====== Records for the task ======
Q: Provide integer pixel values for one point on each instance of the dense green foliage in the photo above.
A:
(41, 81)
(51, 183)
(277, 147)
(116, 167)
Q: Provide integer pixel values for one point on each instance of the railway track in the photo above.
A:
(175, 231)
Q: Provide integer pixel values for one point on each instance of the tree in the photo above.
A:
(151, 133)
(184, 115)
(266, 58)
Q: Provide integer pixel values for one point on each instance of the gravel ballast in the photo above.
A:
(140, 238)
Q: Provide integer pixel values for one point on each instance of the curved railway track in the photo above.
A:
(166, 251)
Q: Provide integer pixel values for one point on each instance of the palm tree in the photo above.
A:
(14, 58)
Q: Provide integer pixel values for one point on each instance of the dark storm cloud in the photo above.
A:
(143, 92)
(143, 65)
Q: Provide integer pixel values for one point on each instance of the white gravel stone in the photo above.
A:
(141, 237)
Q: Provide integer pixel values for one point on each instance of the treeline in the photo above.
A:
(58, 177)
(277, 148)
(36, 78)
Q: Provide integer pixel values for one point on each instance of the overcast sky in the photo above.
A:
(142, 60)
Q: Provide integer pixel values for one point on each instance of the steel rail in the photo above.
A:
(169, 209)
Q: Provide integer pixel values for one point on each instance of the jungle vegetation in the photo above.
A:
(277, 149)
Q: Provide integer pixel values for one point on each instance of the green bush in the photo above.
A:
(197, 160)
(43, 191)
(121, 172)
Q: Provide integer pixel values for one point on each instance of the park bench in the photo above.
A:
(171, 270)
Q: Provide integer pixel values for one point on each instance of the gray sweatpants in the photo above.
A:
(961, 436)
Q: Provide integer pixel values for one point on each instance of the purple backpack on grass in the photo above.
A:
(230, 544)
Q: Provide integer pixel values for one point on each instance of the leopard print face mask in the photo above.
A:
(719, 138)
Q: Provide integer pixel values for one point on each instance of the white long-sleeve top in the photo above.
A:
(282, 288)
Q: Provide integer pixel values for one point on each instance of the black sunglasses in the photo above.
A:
======
** Task goal **
With the line containing "top in the photo above." as the first and the last line of the records as the final one, print exactly the lines in that span.

** Response area **
Q: Provide integer pixel values for one point on each instance of the white long-sleeve top in the photo above.
A:
(282, 288)
Q: Provide integer pixel values for one point on each instance of the black sunglasses in the photo above.
A:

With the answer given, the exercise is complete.